- Problem -
Make the copy match the entries below exactly, with no pictures carried over.

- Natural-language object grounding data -
※ ※ ※

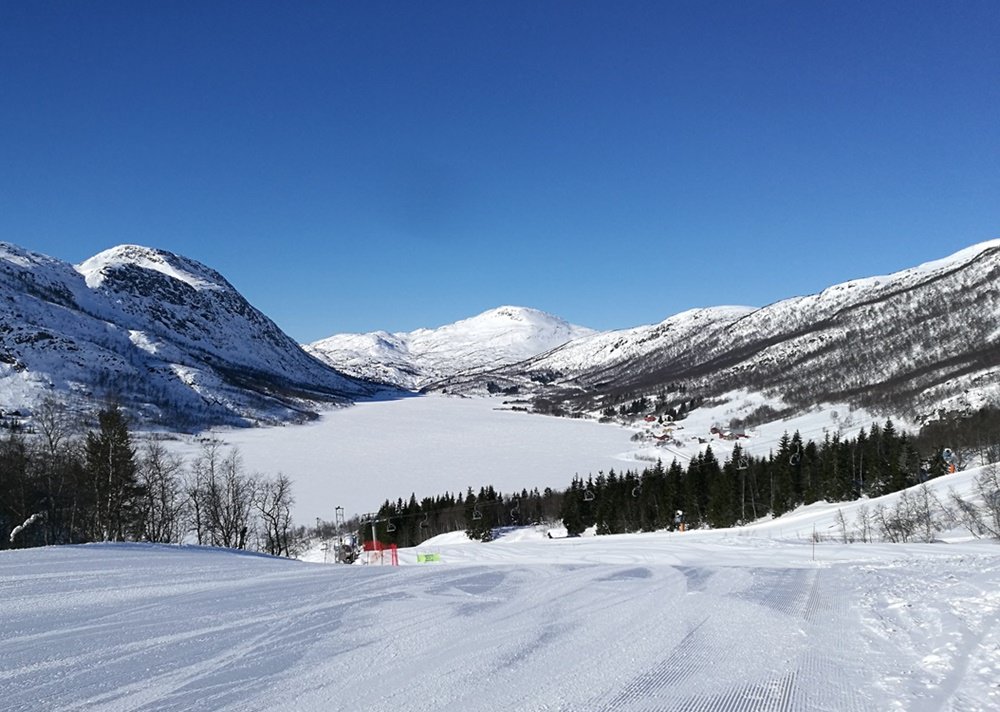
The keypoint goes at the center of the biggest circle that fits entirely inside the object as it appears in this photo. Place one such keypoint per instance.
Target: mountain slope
(415, 359)
(165, 335)
(911, 342)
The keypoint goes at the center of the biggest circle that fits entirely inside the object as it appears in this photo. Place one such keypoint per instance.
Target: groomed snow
(708, 621)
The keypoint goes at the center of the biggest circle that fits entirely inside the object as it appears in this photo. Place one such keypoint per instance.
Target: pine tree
(111, 471)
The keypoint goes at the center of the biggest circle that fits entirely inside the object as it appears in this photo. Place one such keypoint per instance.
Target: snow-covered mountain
(415, 359)
(165, 335)
(913, 342)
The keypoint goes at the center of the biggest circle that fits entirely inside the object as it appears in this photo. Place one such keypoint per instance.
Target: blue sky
(353, 166)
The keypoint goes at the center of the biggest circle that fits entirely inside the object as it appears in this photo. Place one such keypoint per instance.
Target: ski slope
(709, 621)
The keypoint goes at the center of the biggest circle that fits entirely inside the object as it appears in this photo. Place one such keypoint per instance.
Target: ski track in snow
(643, 623)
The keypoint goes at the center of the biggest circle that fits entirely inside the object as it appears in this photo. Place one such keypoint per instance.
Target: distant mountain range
(416, 359)
(913, 343)
(171, 339)
(162, 334)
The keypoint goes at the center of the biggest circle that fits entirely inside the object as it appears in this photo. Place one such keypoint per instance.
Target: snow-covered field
(358, 457)
(711, 621)
(761, 618)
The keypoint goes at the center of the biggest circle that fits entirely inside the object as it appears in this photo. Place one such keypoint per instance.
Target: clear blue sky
(352, 166)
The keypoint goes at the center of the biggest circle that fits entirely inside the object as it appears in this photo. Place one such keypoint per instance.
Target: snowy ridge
(913, 342)
(414, 359)
(163, 334)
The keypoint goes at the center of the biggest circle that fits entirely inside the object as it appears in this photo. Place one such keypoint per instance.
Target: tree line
(706, 492)
(63, 483)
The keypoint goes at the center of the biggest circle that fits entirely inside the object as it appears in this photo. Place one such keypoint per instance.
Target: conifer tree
(111, 470)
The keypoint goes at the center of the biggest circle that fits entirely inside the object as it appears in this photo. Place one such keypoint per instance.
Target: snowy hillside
(167, 336)
(634, 623)
(414, 359)
(909, 343)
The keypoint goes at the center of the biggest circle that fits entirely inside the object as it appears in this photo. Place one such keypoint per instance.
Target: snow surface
(173, 266)
(709, 621)
(358, 457)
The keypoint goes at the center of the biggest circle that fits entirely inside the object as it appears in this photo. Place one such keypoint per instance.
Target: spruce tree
(111, 471)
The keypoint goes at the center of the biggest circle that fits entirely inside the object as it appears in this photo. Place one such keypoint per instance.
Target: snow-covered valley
(712, 621)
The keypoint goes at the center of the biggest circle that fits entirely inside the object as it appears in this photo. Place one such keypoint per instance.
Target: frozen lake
(358, 457)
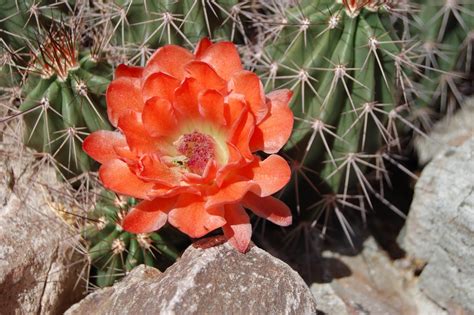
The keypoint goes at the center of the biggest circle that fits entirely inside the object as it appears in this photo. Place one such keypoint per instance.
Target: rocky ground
(430, 271)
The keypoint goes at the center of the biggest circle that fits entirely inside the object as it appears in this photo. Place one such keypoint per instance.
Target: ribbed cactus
(135, 27)
(64, 99)
(444, 32)
(349, 63)
(113, 251)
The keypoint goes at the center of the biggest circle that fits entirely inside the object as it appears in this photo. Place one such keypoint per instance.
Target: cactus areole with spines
(63, 100)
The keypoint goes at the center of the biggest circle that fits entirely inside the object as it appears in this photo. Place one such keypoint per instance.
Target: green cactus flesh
(113, 251)
(139, 25)
(349, 69)
(63, 103)
(341, 68)
(444, 29)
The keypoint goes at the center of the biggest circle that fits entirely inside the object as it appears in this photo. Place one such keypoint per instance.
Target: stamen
(198, 148)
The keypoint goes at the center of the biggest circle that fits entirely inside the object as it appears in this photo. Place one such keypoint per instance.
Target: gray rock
(374, 285)
(215, 280)
(450, 132)
(440, 228)
(39, 263)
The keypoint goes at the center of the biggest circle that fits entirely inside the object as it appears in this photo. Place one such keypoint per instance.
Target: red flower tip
(190, 124)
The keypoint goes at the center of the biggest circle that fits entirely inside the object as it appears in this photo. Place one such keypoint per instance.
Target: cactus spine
(349, 63)
(113, 251)
(63, 100)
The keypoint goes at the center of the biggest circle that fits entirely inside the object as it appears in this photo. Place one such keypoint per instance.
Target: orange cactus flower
(189, 124)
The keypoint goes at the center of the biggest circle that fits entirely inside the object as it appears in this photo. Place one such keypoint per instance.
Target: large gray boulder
(369, 283)
(440, 228)
(40, 266)
(214, 280)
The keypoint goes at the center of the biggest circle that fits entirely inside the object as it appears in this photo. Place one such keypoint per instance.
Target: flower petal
(205, 75)
(117, 176)
(170, 59)
(159, 84)
(248, 84)
(100, 145)
(223, 57)
(159, 117)
(148, 215)
(273, 132)
(270, 208)
(211, 107)
(238, 229)
(241, 134)
(230, 193)
(234, 110)
(138, 139)
(128, 71)
(271, 175)
(155, 171)
(190, 216)
(202, 46)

※ ※ ※

- Finished exercise -
The keypoint goes at the center of the biggest circle that fits entirely inside the object as it appears in this photo. Place one such keypoint per instance.
Target: mountain slope
(415, 359)
(165, 335)
(911, 342)
The keypoint goes at the center of the biggest circle that fits entirely inside the object as it appears in this photo. Place one such keypoint per instance.
Target: groomed snow
(708, 621)
The keypoint goes at the center of the biggest circle that fits entirely inside the object as it appears in this photo. Place one such keypoint per instance.
Target: pine tree
(111, 471)
The keypoint goes at the center of the biggest circle that fits entirely inside the object as it appears in this photo. Place one such keypoint per instance.
Target: snow-covered mountain
(415, 359)
(165, 335)
(913, 342)
The keypoint goes at the center of the biggest circle that fits entirely inside the object as it appears in this photo. Place one such keypoint per instance.
Target: blue sky
(353, 166)
The keypoint goes at the center of the biggest circle that fits entirely inside the object as it appears in this photo. Place one such keypoint per instance.
Target: ski slope
(709, 621)
The keypoint goes at the center of the biggest circle that fits entirely inside the object as it appears in this photo. Place one such keypoint per instance.
Target: ski track in snow
(643, 623)
The keypoint goes at the center of the biggest circle that fits entirely inside the object as it appears in this photo. Place one such keypoint per instance.
Target: distant mountain range
(416, 359)
(913, 343)
(171, 339)
(162, 334)
The keypoint goes at the center of the biggest circle that fits entirely inside the object as it appears in this photo. Place one such keypoint per instance.
Target: snow-covered field
(358, 457)
(711, 621)
(761, 618)
The keypoint goes at the center of the biggest circle that fits entirely inside the object as it appears in this photo. Place one such keypoint per instance.
Target: clear blue sky
(352, 166)
The keypoint goes at the center of the biggest circle that fits entirely inside the object as it appears in this photo. Place one such keypoint per instance.
Target: snowy ridge
(913, 342)
(414, 359)
(163, 334)
The keypoint goes at the center of the biggest circle that fits entirely inside the object as it appears in this photo. Place one such keypoint per instance.
Target: tree line
(706, 492)
(63, 483)
The keypoint goes at the center of the biggest circle that fits entirely inside the object as it appears in this photo. Place one such keypoint per instance.
Target: conifer tree
(111, 470)
The keypoint goes at the center of the biggest circle that fits entirely inside the object as it appears in this photo. Place one such keypoint per instance.
Target: snowy hillside
(167, 336)
(634, 623)
(414, 359)
(909, 343)
The keypoint goes at the center of the biggest circle that fits entirely inside the object as it appears in this photo. Place one such keypoint per instance.
Target: snow surface
(173, 266)
(709, 621)
(358, 457)
The keypoint goes at the center of the biggest circle that fits entirely inside the object as it appears in this photo. Place one such keypoint per instance.
Target: spruce tree
(111, 471)
The keypoint goes at the center of the biggest circle that fits entirely inside the object as it appears in this photo. Place one such keypoint per instance.
Target: snow-covered valley
(712, 621)
The keypoint goes at the center of the biggest circle that fits entirely inside the object as it appears in this photo. Place one such keypoint per instance.
Target: frozen lake
(358, 457)
The keypoint goes at the center of the biggest circle that fits entirely inside the object as it appears in this photo. Place one such keypoint per instance.
Target: rocky ground
(430, 271)
The keypoint goes at the center of the biggest circle that fits entirely inside the object as it appears in this photo. Place one such keypoint per instance.
Target: ribbed cactus
(135, 27)
(64, 99)
(444, 32)
(349, 63)
(113, 251)
The keypoint goes at the center of the biggest circle that fits entirely inside the object as it appears in this photo. Place one such keypoint per instance.
Target: cactus areole with spines
(63, 100)
The keypoint goes at the center of the biggest circle that fits entirely inside the object as it appears in this photo. Place one such keypoint per instance.
Target: green cactus flesh
(113, 251)
(139, 25)
(349, 69)
(63, 103)
(341, 68)
(444, 29)
The keypoint goes at the center of the biggest circle that fits entirely inside the object as it appears in this photo. Place one such keypoint per instance.
Target: stamen
(198, 148)
The keypoint goes at the center of the biggest circle that fits entirely inside the object as it appears in this photo. Place one such keypoint per instance.
Target: gray rock
(374, 285)
(215, 280)
(450, 132)
(440, 228)
(39, 263)
The keypoint goes at the center of the biggest circle that fits entirely inside the object as it appears in this photo. Place one such keypoint per instance.
Target: red flower tip
(190, 124)
The keypoint goes at the center of the biggest circle that fits entirely inside the object as it appears in this photo. Place one such keypoint per instance.
Target: cactus spine
(349, 63)
(113, 251)
(63, 100)
The keypoint goes at the center of the biggest circle that fits entirely inside the object as it appears in this photo. Place one such keypoint per instance.
Target: orange cactus flower
(189, 124)
The keypoint goes at the center of the biggest circle that fits entirely inside the object as it appears in this photo. Place one such keypoint per instance.
Target: large gray boulder
(369, 283)
(440, 228)
(40, 266)
(214, 280)
The keypoint goes at the center of the biggest circle that fits entirely inside the object as it appears in this photo. Place one such keypoint per instance.
Target: flower petal
(205, 75)
(117, 176)
(170, 59)
(159, 84)
(248, 84)
(100, 145)
(223, 57)
(159, 117)
(148, 215)
(273, 132)
(270, 208)
(211, 107)
(238, 229)
(241, 134)
(230, 193)
(234, 110)
(138, 139)
(128, 71)
(271, 175)
(155, 171)
(190, 216)
(202, 46)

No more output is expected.